• [What to do]: What you return should be the line containing "Provide the pixel coordinates of one point on the white" and each line after it to the end of the records, copied exactly.

• [Information shown]:
==========

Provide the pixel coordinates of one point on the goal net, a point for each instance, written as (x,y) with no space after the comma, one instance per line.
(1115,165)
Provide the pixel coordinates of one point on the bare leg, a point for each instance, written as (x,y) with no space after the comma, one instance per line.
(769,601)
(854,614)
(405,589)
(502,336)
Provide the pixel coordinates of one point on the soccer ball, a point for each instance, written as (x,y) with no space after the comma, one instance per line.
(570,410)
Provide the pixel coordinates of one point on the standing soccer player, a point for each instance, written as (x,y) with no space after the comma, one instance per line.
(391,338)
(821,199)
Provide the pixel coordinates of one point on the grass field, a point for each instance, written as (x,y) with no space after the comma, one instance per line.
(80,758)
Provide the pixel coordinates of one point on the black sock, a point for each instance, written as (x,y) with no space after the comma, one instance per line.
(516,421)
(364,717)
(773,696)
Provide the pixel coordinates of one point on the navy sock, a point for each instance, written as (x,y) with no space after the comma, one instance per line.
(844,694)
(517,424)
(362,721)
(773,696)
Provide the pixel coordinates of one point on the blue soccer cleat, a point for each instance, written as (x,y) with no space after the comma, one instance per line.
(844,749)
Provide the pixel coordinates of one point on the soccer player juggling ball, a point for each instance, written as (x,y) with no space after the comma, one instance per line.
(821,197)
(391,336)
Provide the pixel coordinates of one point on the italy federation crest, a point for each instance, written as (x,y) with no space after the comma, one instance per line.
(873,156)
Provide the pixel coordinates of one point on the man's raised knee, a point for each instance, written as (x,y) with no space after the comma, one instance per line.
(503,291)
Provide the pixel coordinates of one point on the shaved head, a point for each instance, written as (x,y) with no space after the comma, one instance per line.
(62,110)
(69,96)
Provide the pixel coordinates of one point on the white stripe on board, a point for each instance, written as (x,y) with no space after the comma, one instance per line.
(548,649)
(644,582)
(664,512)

==========

• [Response for this exercise]:
Provide the pixel coordinates of one point on the white stripe on board, a point for each instance, written as (x,y) with no space after the comma, one instance per line.
(548,649)
(644,582)
(664,512)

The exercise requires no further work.